TASK 1 =
In the blog post on banning The Giver, what position does Dawn Vaughn hold?
TASK 2 =
Translate this sentence from the blog post on banning The Giver into Spanish: "I can’t think of a better book for an eighth-grade class to read."
TASK 3 =
List every person the blog post on banning The Giver names with both a first and a last name.

EXCERPT TO READ =
In Which We Suspect The Irony Is Missed. As Usual.

January 9th, 2005 · 4 Comments
by Booksquare

Thanks to Booksquare’s top Secret Agent, we bring to your attention yet another case of parents and book banning. That the book is about free will and making choices seems to be lost on this small band of parents who feel the subject matter is inappropriate for their children. And, that, we agree is their right. However, for other kids, the book sends a clear message:

“It [The Giver by Lois Lowry] is a powerful book,” said Dawn Vaughn, president of the American Association of School Librarians. “It is important for young adults who are at a point in their lives when they will have to make choices about drugs, alcohol and sex to have a discussion about breaking away from the crowd and standing up for what you believe in. I can’t think of a better book for an eighth-grade class to read.”

Secret Agent, who has read the book, echoes the above. But the dark subject matter, including death, bothers some parents (though we do give kudos for reading the book before taking action…would that others take this step):

“This book is negative,” said Cerise Ivey, one of five parents who have fought the book’s inclusion on student reading lists since the fall of 2003. “I read it. I don’t see the academic value in it. Everything presented to the kids should be positive or historical, not negative.”

Now, because we are lazy, we don’t normally stir to major research, but once upon a time, we were young and we read many, many books by Lois Lowry. It seemed rather suspicious to us that she’d suddenly go off and offer up a book with negative messages. It would be as unusual for the genre as it would be for the author. So we checked with experts* on the subject, and, as suspected, the ultimate theme of the book is very positive. In fact, our experts could not be more definite on this point.

Bounding-box records:
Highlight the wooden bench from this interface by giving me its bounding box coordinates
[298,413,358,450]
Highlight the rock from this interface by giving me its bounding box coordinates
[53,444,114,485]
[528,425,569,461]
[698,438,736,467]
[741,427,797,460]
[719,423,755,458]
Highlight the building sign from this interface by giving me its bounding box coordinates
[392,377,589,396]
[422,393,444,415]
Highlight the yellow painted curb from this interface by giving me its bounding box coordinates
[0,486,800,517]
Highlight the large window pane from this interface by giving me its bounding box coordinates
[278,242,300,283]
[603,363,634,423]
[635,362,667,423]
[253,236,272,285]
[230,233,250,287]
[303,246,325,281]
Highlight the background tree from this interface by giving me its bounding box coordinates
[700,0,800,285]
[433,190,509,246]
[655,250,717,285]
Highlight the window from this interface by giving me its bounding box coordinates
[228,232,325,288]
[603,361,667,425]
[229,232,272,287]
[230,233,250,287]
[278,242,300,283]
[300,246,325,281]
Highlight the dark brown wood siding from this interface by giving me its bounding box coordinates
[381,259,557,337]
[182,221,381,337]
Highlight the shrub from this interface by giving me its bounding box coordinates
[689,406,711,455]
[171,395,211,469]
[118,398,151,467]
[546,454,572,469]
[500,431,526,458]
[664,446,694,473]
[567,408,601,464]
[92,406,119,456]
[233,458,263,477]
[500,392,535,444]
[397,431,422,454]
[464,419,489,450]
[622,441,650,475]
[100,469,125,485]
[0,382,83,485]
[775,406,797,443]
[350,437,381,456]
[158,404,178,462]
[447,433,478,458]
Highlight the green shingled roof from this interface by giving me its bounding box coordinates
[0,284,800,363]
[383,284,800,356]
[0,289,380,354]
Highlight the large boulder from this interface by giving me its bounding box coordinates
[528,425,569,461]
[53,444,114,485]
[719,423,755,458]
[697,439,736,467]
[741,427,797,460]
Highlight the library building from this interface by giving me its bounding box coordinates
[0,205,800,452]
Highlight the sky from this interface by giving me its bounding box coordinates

FULL ANSWER 1 =
She is president of the American Association of School Librarians.

FULL ANSWER 2 =
No se me ocurre un libro mejor para que lo lea una clase de octavo grado.

FULL ANSWER 3 =
Lois Lowry, Dawn Vaughn, Cerise Ivey